- **Dataset extract**
%%
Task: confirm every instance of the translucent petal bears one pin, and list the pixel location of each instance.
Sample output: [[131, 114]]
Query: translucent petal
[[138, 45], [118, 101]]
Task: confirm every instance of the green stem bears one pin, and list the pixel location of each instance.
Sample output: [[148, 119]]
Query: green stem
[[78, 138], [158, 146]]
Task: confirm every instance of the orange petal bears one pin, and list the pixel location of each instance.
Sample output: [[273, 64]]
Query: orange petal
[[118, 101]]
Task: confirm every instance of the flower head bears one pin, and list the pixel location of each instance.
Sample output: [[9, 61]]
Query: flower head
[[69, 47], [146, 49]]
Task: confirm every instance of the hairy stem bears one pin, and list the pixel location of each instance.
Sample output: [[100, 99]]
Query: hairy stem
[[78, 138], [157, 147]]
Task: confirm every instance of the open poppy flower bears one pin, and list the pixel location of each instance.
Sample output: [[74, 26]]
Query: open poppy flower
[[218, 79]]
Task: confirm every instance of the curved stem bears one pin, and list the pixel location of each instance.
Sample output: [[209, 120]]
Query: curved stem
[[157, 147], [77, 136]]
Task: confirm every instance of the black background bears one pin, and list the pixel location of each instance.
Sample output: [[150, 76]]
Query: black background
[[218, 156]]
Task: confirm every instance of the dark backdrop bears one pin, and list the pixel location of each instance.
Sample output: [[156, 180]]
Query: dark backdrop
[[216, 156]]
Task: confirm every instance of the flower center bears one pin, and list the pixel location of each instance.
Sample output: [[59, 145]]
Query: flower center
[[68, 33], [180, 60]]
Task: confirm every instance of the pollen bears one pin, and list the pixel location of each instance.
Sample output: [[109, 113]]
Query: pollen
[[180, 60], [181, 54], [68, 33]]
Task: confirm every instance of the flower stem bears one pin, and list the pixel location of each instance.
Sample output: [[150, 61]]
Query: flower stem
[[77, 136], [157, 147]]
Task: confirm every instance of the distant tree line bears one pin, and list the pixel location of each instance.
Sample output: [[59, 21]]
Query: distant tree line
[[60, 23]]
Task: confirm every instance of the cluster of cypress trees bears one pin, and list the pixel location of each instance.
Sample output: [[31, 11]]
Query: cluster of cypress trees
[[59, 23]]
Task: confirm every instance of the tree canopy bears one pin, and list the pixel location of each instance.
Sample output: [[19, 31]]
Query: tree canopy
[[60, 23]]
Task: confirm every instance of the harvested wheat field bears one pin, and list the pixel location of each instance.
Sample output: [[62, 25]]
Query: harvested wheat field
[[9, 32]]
%%
%%
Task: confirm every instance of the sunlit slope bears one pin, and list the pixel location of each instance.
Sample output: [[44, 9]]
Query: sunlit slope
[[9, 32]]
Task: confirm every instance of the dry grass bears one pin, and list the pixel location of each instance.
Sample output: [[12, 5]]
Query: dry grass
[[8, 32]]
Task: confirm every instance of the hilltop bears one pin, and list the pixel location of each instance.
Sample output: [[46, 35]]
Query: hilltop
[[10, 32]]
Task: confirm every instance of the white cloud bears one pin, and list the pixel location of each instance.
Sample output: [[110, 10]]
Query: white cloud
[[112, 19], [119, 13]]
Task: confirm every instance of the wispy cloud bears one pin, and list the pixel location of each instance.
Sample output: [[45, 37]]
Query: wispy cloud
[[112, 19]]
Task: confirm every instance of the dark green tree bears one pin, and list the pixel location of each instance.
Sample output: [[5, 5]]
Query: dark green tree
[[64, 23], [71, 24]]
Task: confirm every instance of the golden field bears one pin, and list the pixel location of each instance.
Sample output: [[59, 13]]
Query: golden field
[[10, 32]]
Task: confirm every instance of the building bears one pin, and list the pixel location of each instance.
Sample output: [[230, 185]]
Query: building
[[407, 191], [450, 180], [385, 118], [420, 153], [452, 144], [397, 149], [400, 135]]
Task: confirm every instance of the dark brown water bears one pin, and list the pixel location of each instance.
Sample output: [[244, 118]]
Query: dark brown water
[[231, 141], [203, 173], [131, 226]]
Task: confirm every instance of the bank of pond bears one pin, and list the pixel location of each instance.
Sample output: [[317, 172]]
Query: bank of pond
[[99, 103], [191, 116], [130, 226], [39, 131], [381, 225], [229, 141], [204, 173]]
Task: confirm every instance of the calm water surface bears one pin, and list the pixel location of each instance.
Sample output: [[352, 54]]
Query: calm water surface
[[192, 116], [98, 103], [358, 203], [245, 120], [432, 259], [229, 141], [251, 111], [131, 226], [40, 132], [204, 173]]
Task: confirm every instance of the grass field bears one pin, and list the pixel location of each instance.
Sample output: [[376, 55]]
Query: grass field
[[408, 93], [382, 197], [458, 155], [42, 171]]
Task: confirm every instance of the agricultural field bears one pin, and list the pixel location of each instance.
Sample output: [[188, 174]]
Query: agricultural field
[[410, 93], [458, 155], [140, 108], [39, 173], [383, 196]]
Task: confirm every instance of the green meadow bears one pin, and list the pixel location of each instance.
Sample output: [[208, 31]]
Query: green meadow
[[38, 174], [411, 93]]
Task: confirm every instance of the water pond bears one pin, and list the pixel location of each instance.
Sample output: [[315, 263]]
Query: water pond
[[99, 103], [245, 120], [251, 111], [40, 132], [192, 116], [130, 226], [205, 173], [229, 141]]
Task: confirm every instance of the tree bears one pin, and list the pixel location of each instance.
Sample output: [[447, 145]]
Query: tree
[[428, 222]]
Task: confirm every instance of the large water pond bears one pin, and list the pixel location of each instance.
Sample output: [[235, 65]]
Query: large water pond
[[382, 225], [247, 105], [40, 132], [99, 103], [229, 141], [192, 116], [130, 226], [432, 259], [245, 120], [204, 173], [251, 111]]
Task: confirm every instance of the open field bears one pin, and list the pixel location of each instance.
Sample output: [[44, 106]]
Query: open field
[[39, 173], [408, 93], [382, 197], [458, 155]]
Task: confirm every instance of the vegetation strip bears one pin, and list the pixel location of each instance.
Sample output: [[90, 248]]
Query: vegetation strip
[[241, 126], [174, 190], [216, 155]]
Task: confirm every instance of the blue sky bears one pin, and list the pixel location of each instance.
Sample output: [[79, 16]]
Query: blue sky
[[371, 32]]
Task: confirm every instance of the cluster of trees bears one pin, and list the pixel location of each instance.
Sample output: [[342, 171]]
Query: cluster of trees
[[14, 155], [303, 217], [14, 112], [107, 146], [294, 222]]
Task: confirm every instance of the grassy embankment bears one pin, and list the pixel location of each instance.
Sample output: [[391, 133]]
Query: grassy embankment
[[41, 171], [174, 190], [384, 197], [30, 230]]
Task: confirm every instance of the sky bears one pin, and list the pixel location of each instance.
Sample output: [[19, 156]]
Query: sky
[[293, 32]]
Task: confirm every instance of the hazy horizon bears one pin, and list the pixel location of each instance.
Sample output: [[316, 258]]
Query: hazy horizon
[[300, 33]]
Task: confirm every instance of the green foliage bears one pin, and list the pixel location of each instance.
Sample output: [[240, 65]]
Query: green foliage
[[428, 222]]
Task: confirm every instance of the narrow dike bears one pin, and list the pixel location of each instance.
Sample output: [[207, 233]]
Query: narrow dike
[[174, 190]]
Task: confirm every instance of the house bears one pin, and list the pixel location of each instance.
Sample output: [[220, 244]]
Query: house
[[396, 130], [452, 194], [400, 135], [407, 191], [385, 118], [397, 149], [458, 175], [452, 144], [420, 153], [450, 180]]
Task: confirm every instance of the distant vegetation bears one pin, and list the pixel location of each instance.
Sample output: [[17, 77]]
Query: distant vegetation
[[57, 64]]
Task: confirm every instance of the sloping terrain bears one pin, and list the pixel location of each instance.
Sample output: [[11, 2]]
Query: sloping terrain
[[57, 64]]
%%
%%
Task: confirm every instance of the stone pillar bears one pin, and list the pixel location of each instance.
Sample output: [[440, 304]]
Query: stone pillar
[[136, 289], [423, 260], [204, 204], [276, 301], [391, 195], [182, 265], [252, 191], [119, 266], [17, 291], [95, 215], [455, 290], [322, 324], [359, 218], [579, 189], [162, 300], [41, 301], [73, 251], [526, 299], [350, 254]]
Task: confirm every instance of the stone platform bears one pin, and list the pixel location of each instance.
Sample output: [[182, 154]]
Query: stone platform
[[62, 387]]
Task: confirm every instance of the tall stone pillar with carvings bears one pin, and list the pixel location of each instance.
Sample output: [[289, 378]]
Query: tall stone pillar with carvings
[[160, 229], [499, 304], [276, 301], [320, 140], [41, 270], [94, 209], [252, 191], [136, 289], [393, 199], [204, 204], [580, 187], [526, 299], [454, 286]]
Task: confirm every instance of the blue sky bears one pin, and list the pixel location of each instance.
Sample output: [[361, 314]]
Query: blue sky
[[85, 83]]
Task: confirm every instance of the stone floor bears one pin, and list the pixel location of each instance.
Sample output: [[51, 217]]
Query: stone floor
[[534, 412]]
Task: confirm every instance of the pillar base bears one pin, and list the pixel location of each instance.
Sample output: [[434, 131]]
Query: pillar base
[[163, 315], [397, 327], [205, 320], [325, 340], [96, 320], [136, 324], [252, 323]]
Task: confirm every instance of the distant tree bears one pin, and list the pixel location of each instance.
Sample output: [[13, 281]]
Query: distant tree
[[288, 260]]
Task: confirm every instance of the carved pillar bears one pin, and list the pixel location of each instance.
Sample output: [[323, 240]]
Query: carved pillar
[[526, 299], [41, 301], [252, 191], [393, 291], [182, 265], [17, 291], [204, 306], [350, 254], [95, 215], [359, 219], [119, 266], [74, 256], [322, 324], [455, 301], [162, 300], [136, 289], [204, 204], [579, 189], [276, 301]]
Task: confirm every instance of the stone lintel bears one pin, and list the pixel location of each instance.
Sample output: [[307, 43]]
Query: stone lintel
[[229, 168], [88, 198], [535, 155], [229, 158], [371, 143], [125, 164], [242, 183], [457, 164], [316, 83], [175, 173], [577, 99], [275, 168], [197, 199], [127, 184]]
%%
- **Problem to solve**
Rescale the items from the line with "Task: confirm every instance of the wispy" up to and including the line with "[[408, 93], [382, 197], [458, 155], [42, 171]]". Write out each of those lines again, requests included, but multiply every pixel coordinate in the answer lists by 1.4 and round to whole numbers, with halves rounded up, leaving the requests and their sample outputs unchanged.

- **Result**
Task: confirm every instance of the wispy cloud bears one pin, and list the pixel location of each instance.
Sample output: [[45, 37]]
Query: wispy cloud
[[157, 27]]
Task: confirm every instance of the dark green tree bears one pin, and list the pixel location of each instance.
Sample output: [[5, 5]]
Query: dark green tree
[[90, 32], [99, 34]]
Task: confirm every instance of the golden field bears one pin, and list the pixel location of each instance.
Sample output: [[59, 13]]
Query: golden field
[[14, 45]]
Task: confirm every instance of the building bears one pin, and list the pixel location of each instance.
Sample output: [[230, 185]]
Query: building
[[570, 267], [630, 252], [539, 165], [588, 214], [633, 202], [556, 209], [560, 189]]
Task: confirm every instance of the dark brown water bears one pin, and list the pixel location of each instance.
Sample output: [[244, 118]]
Query: dark brown water
[[323, 197], [284, 242], [183, 316]]
Task: confirm every instance of the bank of pond bears one pin, and list the pixel location of each instance.
Sample output: [[317, 172]]
Query: bank of pond
[[139, 144], [267, 162], [182, 316], [55, 183], [533, 315], [321, 197], [286, 242]]
Task: confirm every instance of the calm water surface bears one pin, and list the pixel location of each instance.
Sample output: [[352, 54]]
Query: calm water surface
[[269, 162], [137, 144], [501, 284], [343, 168], [605, 363], [321, 197], [351, 155], [183, 316], [56, 185], [286, 242]]
Task: confirm every instance of the grass field bears one pin, and list the pixel location of each instance.
Sample output: [[376, 55]]
Query: grass field
[[571, 130], [535, 276], [641, 217], [59, 239]]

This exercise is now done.